### Goal
Print each line of the listing once more, precisely as given.
_ _ _ _ _
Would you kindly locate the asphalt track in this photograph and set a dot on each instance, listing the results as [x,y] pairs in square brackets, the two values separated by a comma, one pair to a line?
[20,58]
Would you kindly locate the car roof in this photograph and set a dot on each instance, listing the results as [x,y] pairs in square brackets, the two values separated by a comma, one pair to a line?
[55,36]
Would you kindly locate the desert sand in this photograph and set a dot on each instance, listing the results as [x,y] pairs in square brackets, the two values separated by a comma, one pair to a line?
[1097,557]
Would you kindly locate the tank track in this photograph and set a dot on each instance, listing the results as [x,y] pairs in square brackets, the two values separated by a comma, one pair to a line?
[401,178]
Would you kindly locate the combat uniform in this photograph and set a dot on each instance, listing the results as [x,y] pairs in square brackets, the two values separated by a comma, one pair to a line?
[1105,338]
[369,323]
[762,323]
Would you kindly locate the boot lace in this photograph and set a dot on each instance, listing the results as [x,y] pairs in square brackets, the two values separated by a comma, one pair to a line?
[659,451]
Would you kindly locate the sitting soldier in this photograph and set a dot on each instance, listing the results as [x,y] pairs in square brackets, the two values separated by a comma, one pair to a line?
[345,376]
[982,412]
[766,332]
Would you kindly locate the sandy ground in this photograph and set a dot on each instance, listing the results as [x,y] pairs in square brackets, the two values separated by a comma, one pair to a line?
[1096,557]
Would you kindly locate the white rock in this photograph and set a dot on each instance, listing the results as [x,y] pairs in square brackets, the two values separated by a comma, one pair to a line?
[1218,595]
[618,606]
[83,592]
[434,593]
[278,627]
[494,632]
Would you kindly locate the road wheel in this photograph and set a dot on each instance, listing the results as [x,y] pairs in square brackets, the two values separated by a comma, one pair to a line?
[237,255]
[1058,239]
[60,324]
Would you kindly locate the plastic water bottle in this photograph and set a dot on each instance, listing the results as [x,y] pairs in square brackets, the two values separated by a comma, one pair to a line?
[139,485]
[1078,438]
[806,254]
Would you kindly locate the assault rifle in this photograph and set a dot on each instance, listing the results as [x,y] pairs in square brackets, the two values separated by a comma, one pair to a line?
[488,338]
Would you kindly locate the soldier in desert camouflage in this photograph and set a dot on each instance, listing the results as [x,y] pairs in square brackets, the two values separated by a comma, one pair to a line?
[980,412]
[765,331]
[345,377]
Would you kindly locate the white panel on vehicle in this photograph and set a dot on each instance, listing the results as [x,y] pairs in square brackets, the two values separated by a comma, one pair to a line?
_ _ _ _ _
### Answer
Would you kindly locate the asphalt track in this photograph and set a dot on each instance, listing the results as [x,y] pairs in square brackets, the two values separated by a comma, one pair to a line?
[20,58]
Would you kindly locate the car roof in this photograph and set a dot on each instance, listing the results as [x,y] pairs in square brackets, the two values separated by a comma, one pair to a line?
[55,36]
Would you kindly locate the desert sand in this photograph and set a dot on each instance, listing the results as [x,y] pairs in square brackets, the two values separated by a comma, one pair to a line?
[1097,557]
Would you kindly locate the tank track in this photograph and set a dot on each instance, listing the results as [x,y] pairs in square brackets, the two values separated by a comma, one pair to a line?
[401,178]
Would you kindly locate the combat uniform in this photograph and set a dot on each instance, listing the results as [x,y] pairs in square brackets, the two values separated by a comma, one pair to a line?
[1105,338]
[369,323]
[762,323]
Would you kindly locate the boot lace in this photograph and set a dot on each instance, listing the results as [x,y] pairs in square brackets, the two values separated by a comma, one pair to a line?
[659,451]
Would you kindly locate the sitting soldier in this photograph and set a dot on each instance, listing the results as [x,y] pairs in square brackets, the two values separated by a comma, one pair to a line?
[345,376]
[982,412]
[766,332]
Would you kindly locate the sandy ground in this photograph and set a dot on each instance, listing the results as [x,y] pairs in square brackets, the two values separated by a comma, one pair to a line?
[1096,557]
Would you kindly locate the white rock in this photograph and set a dot on each instance, listing the results as [x,y] pairs in square brackets, the two values separated by a comma, one pair to a line?
[1218,595]
[618,606]
[83,592]
[434,593]
[278,627]
[494,632]
Would you kindly locate the road wheel in this photograph and set a dot on each instance, listing the results as [x,y] pairs in square brackets, the two values separated by a comma, one pair to a line?
[237,255]
[1058,239]
[60,324]
Would you kindly locate the plastic water bottle in this photograph and set a dot on each instance, listing the results as [x,y] pairs in square brackets, the two values separated by a comma, one pair to a line?
[139,485]
[1078,438]
[806,254]
Would you kindly locate the assault rifle in this photograph and set a dot on each instance, listing the results as [x,y] pairs in square brackets, the two values separated by a comma, one pair to a line?
[488,338]
Would you kindly locate the soldier in desert camouflage in this photograph and set a dot on each instance, listing the results as [x,y] pairs in square brackets, the two values separated by a comma, one pair to a line?
[980,412]
[765,331]
[345,377]
Would you kindly locate the white panel on vehicle in this photograph and set a dot on each instance, listing the results as [x,y] pairs in square brackets, the two values separated by a comma, one pair to a line?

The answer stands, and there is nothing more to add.